* START *

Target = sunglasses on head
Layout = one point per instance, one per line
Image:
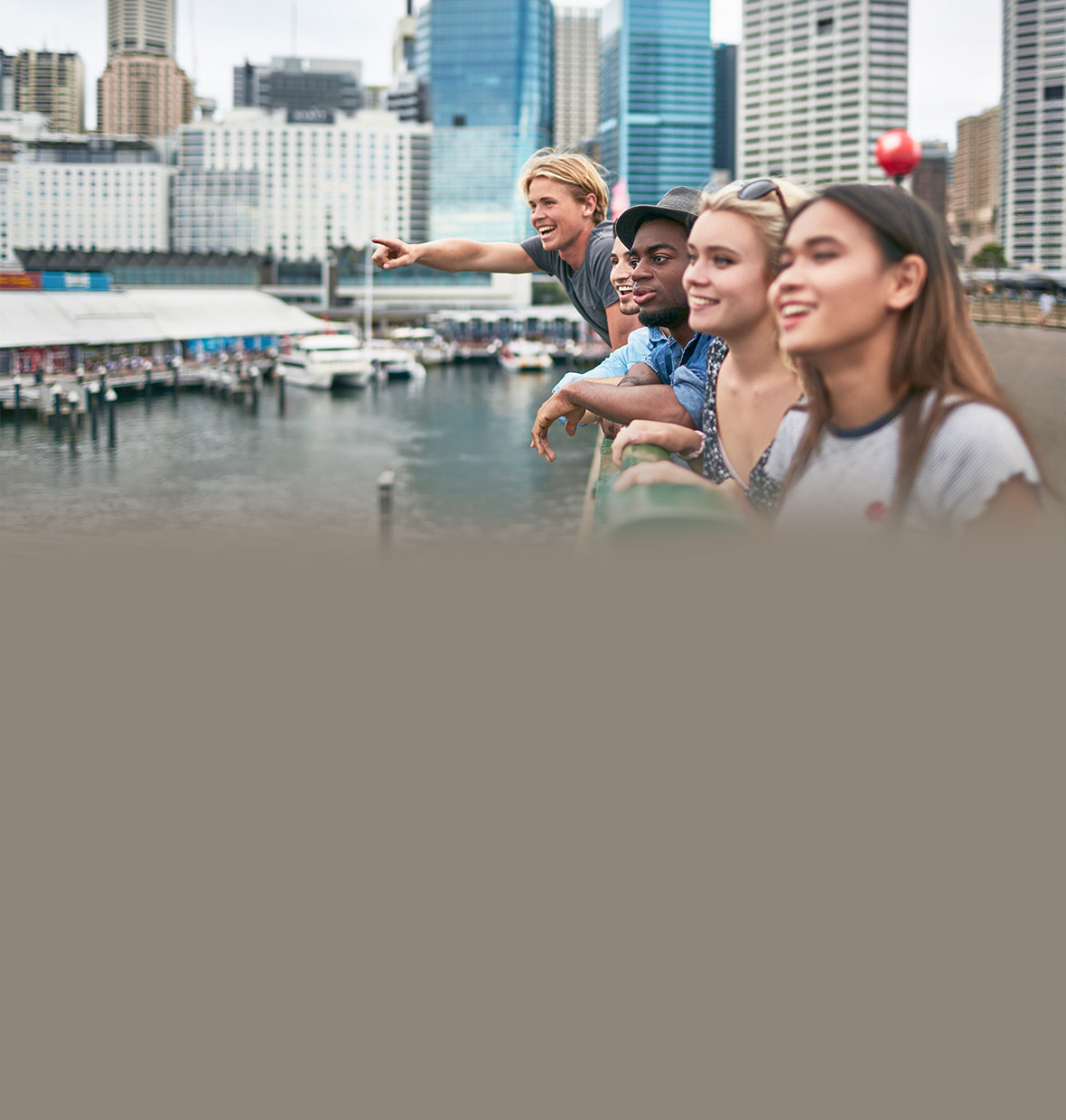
(759, 188)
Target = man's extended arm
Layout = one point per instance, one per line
(621, 404)
(454, 255)
(625, 404)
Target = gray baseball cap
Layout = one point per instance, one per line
(682, 204)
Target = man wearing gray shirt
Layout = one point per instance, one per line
(568, 205)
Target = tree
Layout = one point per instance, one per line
(989, 257)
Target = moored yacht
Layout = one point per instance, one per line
(325, 360)
(520, 355)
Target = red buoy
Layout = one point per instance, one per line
(898, 153)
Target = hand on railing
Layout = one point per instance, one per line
(672, 438)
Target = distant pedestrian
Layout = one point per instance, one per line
(1047, 306)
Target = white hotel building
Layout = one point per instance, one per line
(67, 191)
(1033, 119)
(260, 182)
(818, 82)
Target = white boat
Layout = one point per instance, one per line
(389, 360)
(425, 344)
(520, 355)
(325, 360)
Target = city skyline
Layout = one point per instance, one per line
(948, 83)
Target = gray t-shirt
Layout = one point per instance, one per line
(851, 476)
(589, 288)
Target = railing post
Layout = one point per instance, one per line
(112, 397)
(386, 483)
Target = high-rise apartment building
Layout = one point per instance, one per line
(83, 191)
(976, 182)
(256, 182)
(143, 91)
(141, 27)
(407, 97)
(1033, 147)
(818, 82)
(144, 96)
(576, 78)
(7, 82)
(489, 66)
(52, 84)
(656, 96)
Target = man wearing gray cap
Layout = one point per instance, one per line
(669, 384)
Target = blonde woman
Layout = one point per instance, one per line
(733, 259)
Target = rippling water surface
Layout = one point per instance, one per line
(458, 443)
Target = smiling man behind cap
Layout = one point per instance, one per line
(669, 383)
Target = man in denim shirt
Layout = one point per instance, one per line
(669, 384)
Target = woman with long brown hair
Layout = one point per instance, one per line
(902, 421)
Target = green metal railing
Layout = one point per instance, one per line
(646, 513)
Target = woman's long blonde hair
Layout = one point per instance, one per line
(765, 214)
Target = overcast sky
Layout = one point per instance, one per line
(954, 61)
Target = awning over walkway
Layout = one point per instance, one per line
(63, 318)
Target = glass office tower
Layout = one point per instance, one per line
(656, 96)
(489, 65)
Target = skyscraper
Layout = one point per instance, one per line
(143, 91)
(818, 84)
(489, 68)
(52, 84)
(976, 183)
(332, 85)
(930, 180)
(656, 96)
(1033, 154)
(725, 108)
(576, 76)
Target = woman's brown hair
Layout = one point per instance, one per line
(938, 354)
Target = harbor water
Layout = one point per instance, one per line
(458, 443)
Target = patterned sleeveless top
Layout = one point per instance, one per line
(761, 489)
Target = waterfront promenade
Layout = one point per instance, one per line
(1030, 363)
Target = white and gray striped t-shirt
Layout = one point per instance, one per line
(851, 476)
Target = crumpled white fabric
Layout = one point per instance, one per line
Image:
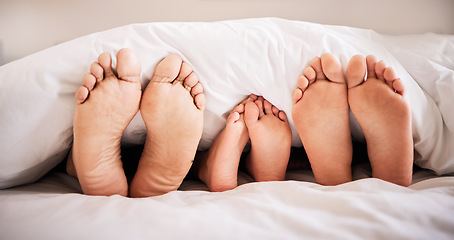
(233, 59)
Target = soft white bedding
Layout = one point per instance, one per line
(272, 54)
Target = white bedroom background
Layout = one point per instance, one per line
(27, 26)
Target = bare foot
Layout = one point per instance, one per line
(321, 116)
(105, 105)
(384, 116)
(219, 168)
(172, 108)
(271, 137)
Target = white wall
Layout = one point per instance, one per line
(27, 26)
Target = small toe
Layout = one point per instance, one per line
(283, 116)
(97, 71)
(251, 113)
(371, 62)
(89, 81)
(380, 69)
(316, 65)
(332, 68)
(297, 95)
(200, 101)
(168, 69)
(128, 66)
(268, 107)
(197, 89)
(275, 111)
(389, 75)
(233, 117)
(185, 72)
(259, 103)
(303, 82)
(105, 61)
(191, 80)
(356, 71)
(81, 95)
(398, 86)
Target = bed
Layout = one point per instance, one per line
(233, 58)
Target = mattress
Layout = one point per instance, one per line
(54, 207)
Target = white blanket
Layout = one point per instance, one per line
(233, 59)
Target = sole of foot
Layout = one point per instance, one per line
(321, 115)
(270, 136)
(172, 108)
(378, 104)
(219, 169)
(105, 105)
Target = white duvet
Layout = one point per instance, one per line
(233, 59)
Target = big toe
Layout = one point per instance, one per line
(251, 113)
(356, 71)
(332, 68)
(128, 66)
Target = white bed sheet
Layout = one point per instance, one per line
(366, 208)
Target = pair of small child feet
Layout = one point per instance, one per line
(321, 112)
(172, 108)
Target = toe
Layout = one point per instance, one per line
(251, 113)
(356, 70)
(283, 116)
(389, 76)
(398, 86)
(185, 72)
(196, 90)
(275, 111)
(316, 65)
(296, 96)
(380, 69)
(371, 63)
(332, 68)
(310, 74)
(239, 108)
(128, 66)
(259, 103)
(200, 101)
(168, 69)
(89, 81)
(81, 95)
(268, 107)
(303, 82)
(105, 61)
(97, 71)
(191, 80)
(233, 117)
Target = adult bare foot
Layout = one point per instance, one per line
(384, 117)
(321, 116)
(105, 105)
(219, 168)
(270, 136)
(172, 108)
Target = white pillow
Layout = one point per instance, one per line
(232, 58)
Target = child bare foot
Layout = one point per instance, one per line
(270, 136)
(321, 116)
(172, 109)
(105, 105)
(219, 169)
(384, 117)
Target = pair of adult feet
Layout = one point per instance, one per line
(321, 105)
(172, 108)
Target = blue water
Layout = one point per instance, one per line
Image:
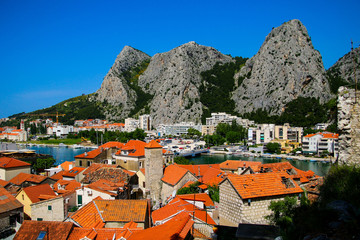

* END *

• _Exercise directions_
Retype, without any change, the stretch from the line containing "Target = gray baseball cap" through the line containing "(1047, 306)", including both of those lines.

• _Complete answer_
Target = gray baseball cap
Layout = one point per instance, one per line
(682, 204)
Target = man wearing gray shirt
Layout = one point per instance, one per line
(568, 205)
Target = tree
Layout = one point per instance, one per line
(989, 257)
Target = moored yacht
Layout = one point per instance, one per line
(325, 360)
(520, 355)
Target = red buoy
Layout = one point per instance, one per line
(898, 153)
Target = hand on railing
Layout = one point per instance, one per line
(672, 438)
Target = distant pedestrian
Layout = one point per instance, one per line
(1047, 306)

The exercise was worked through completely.